*Exercise directions*
Repeat the data that follows, word for word, without the images.
::: Dataset excerpts :::
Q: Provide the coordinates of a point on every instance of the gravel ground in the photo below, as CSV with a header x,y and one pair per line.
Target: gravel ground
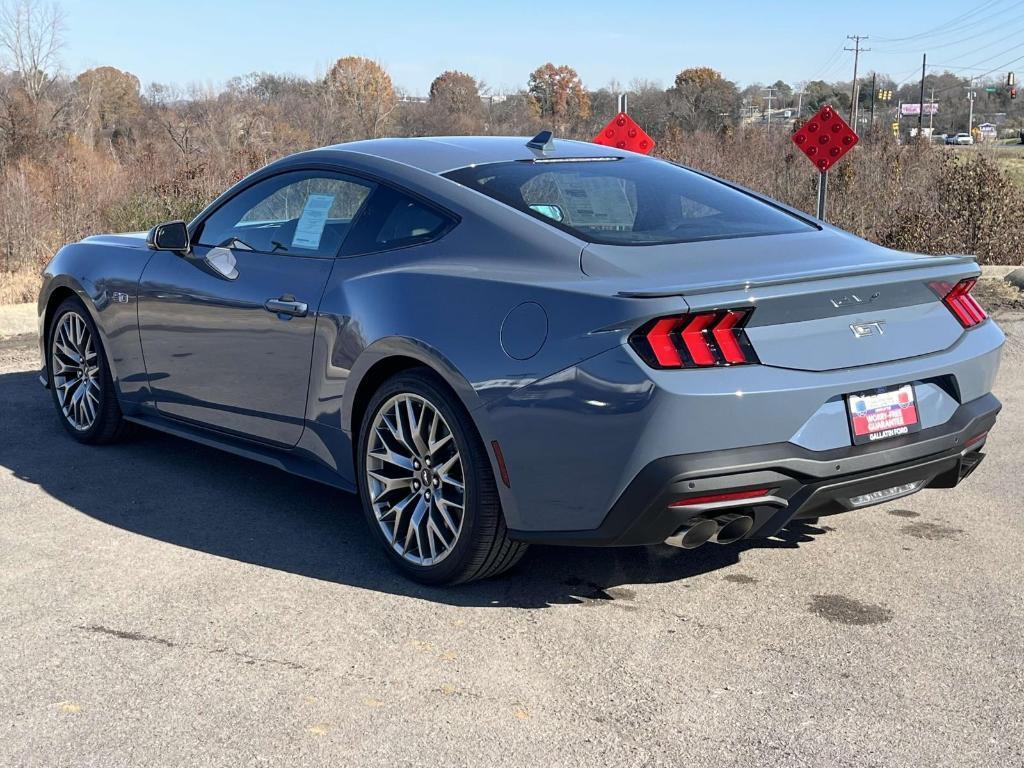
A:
x,y
162,603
:::
*Solution*
Q: Provide the coordinates of a point on every instance of the gravel ground in the photo below, as CSV with a header x,y and one pair per line.
Target: gravel ground
A:
x,y
162,603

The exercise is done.